Set of tasks ▸
(a) Answer these questions using the chocolate-chestnut cream cake recipe:
(i) What temperature should the oven be preheated to?
(ii) How much sweet chestnut purée goes into the mixture?
(iii) What goes in the bottom of the buttered cake tin, and what is it for?
(b) Continue the chocolate-chestnut cream cake recipe, starting after its final sentence.

Page extract ▸

§ §

Chocolate-chestnut cream cake : Stage 1
Over very low heat, or better still in a bain-marie, melt 200 g dark chocolate, then add 100 g butter and melt while stirring.

Stage 2 - 3 min.
Chocolate-chestnut cream cake : Stage 2
Preheat oven to 180°C (360°F).

Break 4 of the 6 eggs into a bowl.

Stage 3 - 3 min.
Chocolate-chestnut cream cake : Stage 3
Add the yolks of the remaining 2 eggs, and set the whites aside.

Stage 4 - 2 min.
Chocolate-chestnut cream cake : Stage 4
Pour the chocolate-butter mixture into the bowl and whisk to combine.

Stage 5 - 2 min.
Chocolate-chestnut cream cake : Stage 5
Add 500 g sweet chestnut purée (crème de marrons), and mix again.

Stage 6 - 4 min.
Chocolate-chestnut cream cake : Stage 6
Whisk the 2 egg whites, adding 1 tablespoon caster sugar if necessary.

Stage 7 - 2 min.
Chocolate-chestnut cream cake : Stage 7
Take 1/3 or 1/4 of the beaten egg whites and quickly fold them into the mixture to loosen it.

Stage 8 - 4 min.
Chocolate-chestnut cream cake : Stage 8
Gently fold in the remaining egg whites.

Stage 9 - 3 min.
Chocolate-chestnut cream cake : Stage 9
Butter a cake tin and place a strip of baking paper in the bottom to facilitate unmolding.

§ §

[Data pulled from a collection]
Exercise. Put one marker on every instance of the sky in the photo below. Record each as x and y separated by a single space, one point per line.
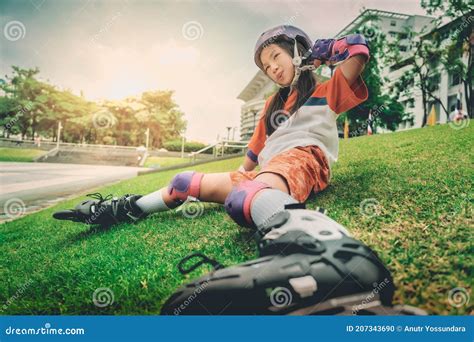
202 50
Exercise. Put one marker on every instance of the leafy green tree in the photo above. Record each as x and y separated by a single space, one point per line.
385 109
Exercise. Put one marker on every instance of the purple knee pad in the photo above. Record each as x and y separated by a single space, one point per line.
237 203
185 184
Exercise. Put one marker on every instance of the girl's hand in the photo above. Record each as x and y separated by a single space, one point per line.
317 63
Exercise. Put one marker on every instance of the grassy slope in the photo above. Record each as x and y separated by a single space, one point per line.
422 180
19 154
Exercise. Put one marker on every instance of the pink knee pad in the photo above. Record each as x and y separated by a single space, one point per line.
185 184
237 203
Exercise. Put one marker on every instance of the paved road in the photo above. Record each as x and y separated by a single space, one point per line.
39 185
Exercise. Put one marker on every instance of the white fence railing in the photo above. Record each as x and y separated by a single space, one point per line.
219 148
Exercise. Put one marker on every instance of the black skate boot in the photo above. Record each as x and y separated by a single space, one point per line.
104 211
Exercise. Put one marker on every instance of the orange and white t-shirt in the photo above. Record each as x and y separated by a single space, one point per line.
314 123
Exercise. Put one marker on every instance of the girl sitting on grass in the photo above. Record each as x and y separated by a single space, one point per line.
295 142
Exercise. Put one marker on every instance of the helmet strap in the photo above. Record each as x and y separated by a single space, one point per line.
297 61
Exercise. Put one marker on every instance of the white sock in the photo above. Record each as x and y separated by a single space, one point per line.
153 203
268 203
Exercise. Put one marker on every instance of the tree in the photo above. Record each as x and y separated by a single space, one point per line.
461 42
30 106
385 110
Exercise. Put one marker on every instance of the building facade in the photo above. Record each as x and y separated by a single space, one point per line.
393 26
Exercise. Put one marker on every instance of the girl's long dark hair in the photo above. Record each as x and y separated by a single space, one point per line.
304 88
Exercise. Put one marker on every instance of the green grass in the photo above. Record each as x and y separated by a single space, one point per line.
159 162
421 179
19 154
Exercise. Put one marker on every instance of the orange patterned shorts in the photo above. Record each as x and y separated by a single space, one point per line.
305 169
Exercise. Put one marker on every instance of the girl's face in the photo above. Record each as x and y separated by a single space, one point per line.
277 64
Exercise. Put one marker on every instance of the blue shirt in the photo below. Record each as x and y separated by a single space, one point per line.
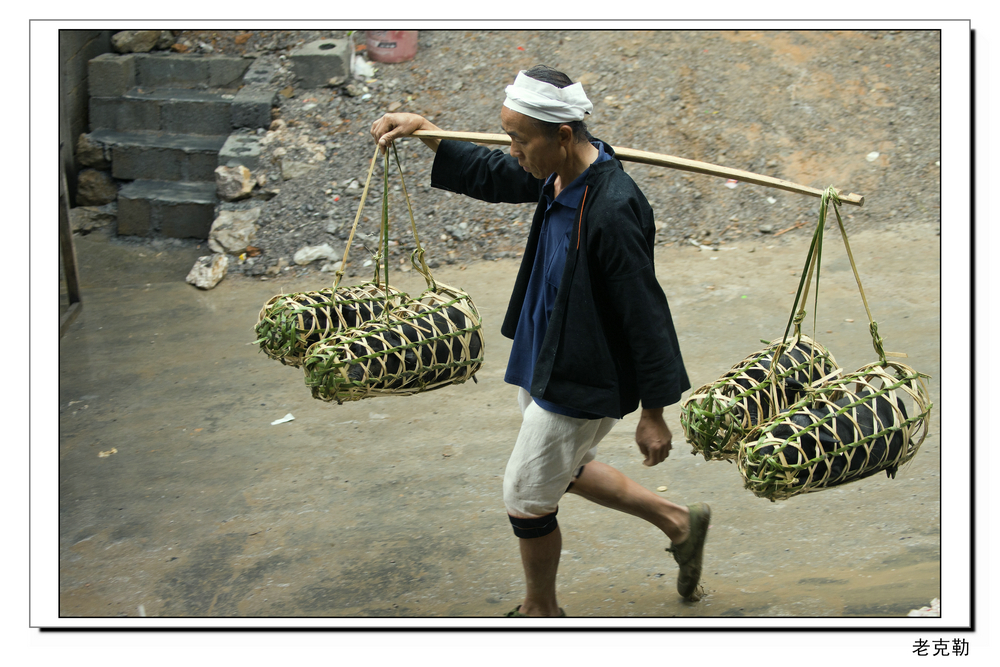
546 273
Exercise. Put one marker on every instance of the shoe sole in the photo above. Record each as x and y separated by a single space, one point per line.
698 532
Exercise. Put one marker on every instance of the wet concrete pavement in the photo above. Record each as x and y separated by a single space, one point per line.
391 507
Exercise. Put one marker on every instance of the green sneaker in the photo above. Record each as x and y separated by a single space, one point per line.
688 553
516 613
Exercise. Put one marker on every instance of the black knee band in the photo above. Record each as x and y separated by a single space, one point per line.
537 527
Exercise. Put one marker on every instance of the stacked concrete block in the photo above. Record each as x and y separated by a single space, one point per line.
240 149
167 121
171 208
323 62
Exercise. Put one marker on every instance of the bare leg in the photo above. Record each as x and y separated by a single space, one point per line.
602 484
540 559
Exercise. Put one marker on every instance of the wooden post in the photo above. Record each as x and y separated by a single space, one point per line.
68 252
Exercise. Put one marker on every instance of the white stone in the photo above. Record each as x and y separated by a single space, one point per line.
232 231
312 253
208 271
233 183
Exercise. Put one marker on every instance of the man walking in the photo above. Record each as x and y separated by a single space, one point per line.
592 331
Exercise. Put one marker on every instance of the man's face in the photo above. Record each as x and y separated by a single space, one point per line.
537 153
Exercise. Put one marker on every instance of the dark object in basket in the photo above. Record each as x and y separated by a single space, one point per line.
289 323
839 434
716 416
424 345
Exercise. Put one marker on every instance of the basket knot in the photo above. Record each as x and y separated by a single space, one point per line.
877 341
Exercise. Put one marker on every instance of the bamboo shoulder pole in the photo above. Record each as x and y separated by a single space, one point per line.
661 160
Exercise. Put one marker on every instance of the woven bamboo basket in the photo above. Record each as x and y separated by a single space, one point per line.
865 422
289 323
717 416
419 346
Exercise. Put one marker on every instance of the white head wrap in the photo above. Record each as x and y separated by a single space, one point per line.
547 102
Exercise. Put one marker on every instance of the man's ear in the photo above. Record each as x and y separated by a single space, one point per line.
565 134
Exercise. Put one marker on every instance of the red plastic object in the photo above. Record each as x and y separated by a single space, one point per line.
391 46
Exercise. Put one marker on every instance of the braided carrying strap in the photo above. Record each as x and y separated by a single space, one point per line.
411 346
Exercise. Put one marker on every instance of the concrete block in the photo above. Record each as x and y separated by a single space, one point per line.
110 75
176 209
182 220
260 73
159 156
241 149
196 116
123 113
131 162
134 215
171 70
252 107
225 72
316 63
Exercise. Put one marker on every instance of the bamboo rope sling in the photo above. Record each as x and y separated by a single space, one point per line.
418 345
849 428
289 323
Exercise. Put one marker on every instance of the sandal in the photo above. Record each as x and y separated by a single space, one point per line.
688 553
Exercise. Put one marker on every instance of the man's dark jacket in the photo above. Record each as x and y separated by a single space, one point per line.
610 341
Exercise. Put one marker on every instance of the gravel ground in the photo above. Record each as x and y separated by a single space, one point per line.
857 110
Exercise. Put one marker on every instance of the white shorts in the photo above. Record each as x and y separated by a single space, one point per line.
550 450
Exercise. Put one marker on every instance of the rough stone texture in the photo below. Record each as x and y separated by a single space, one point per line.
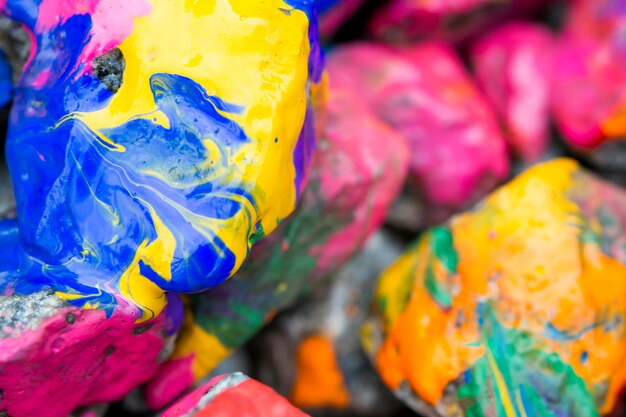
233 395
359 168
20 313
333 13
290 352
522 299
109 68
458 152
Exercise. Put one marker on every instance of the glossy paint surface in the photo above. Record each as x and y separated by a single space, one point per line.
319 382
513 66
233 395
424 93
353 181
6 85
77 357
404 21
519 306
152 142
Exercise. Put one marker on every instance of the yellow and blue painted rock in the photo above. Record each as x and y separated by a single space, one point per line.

§ §

Answers ▸
(a)
(i) 180°C (360°F).
(ii) 500 g.
(iii) A strip of baking paper, to make unmolding easier.

(b)
Stage 10 - 1 min.
Chocolate-chestnut cream cake : Stage 10
Pour the batter into the mould.

Note: As always with cakes, if you want a nice opening on top when baking, try this very effective trick.

Stage 11 - 55 min.
Chocolate-chestnut cream cake : Stage 11
Bake at 190°C (370°F) for 50-55 minutes.

Stage 12
Chocolate-chestnut cream cake : Stage 12
Turn out warm or cold...

Stage 13
Chocolate-chestnut cream cake : Stage 13
...and serve sliced, on its own, or, as the ultimate indulgence, with a little vanilla ice cream or whipped cream.
Remarks
If it's an adult cake, you can try adding a little rum or whisky to the batter.
Keeping: 3 or 4 days in the fridge, protected by cling film.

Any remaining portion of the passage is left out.